# Start of Passage to read

# Thread: Struggling to prove Trig Identity

1. ## Struggling to prove Trig Identity

Hi,

I am struggling with trying to prove:

[sin^2(x) +4sin(x) + 3] / cos^2(x) = [3+sin(x) / 1 - sin(x)]

If someone could please walk me through this as well as explaining some tips as to how i can approach similar problems in the future it would be greatly appreciated.
Have tried applying all the identities but I am obviously missing something which is probably obvious...

Thanks

2. ## Re: Struggling to prove Trig Identity

Originally Posted by andy000
Hi,

I am struggling with trying to prove:

[sin^2(x) +4sin(x) + 3] / cos^2(x) = [3+sin(x) / 1 - sin(x)]

If someone could please walk me through this as well as explaining some tips as to how i can approach similar problems in the future it would be greatly appreciated.
Have tried applying all the identities but I am obviously missing something which is probably obvious...

Thanks
I am not sure I can give a general tip on proofs other than trying different ideas out. What do I mean by that?

# End of Passage to read
# Start of Stored rows

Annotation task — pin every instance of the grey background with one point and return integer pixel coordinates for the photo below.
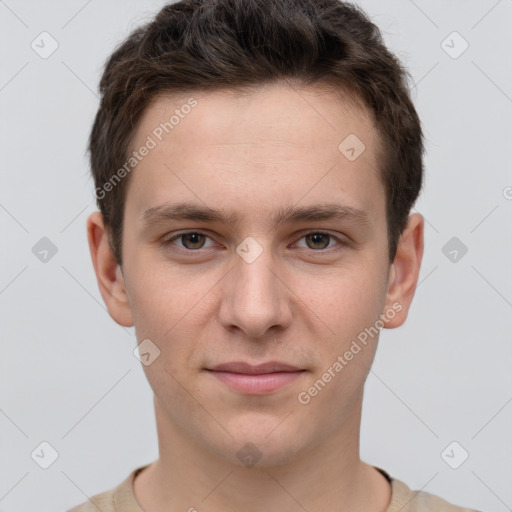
(68, 374)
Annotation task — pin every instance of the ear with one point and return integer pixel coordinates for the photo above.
(108, 272)
(404, 272)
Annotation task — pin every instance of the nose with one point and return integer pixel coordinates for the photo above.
(256, 297)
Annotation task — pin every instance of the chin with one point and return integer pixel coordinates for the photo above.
(261, 442)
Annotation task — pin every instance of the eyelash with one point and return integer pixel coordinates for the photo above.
(167, 243)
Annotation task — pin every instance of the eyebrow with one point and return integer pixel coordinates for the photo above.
(202, 213)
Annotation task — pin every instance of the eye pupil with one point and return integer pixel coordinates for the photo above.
(316, 238)
(193, 240)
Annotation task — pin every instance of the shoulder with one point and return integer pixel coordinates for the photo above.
(404, 499)
(118, 499)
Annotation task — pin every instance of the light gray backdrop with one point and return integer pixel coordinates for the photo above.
(68, 374)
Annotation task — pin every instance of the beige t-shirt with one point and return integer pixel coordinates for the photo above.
(122, 499)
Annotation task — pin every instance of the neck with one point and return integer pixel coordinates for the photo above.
(325, 477)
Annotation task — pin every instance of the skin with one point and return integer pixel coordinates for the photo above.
(252, 154)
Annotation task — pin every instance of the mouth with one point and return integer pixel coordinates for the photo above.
(256, 380)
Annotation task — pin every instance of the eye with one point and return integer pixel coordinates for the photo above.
(191, 240)
(319, 240)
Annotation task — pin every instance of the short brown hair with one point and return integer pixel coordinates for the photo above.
(234, 44)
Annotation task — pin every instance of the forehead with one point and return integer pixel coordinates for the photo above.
(275, 143)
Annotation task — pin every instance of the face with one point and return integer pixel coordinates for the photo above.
(273, 273)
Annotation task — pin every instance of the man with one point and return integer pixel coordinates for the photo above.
(255, 165)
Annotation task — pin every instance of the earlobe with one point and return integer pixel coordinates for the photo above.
(108, 273)
(404, 272)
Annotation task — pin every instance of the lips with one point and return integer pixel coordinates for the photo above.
(261, 379)
(260, 369)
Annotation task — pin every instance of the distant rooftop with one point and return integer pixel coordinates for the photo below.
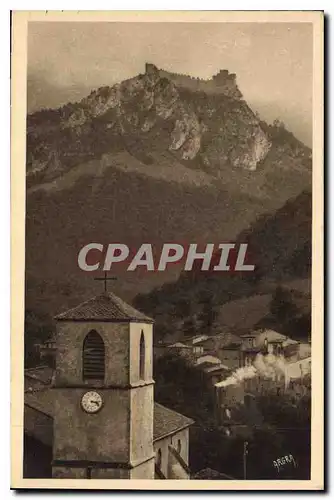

# End of Stored rows

▶ Objective A:
In the trig identity thread, what does the original poster say they have already tried?
▶ Objective B:
Write the next part of the trig identity thread, picking up right after its final sentence.

▶ Exercise response A:
Applying all the identities.

▶ Exercise response B:
Let's take this case. I see that what is to be proved is in terms of sine functions and what is given is in terms of sines and cosines, more specifically a cosine squared function. Do I know anything about the relationship about the squares of sines and cosines? I certainly do. So I also can "see" that I can eliminate the squared cosine and get everything in terms of sines and squares of sines. Does that help me? I don't know, but it certainly gives me something to try so

$\dfrac{sin^2(x) + 4sin(x) + 3}{cos^2(x)} = \dfrac{sin^2(x) + 4sin(x) + 3}{1 - sin^2(x)}.$

Here is a trick that is sometimes useful. I have a function that is a built up from a single function, in this case the sine function. It sometimes helps "seeing" how to proceed by simplifying using a substitution.

$Let\ u = sin(x).\ Then\ \dfrac{sin^2(x) + 4sin(x) + 3}{1 - sin^2(x)} = what.$

Can you simplify further now?

3. ## Re: Struggling to prove Trig Identity

Hi Jeff,

I have solved it now by finding the factors and cancelling. Thank you so much for your help, really appreciate you taking the time.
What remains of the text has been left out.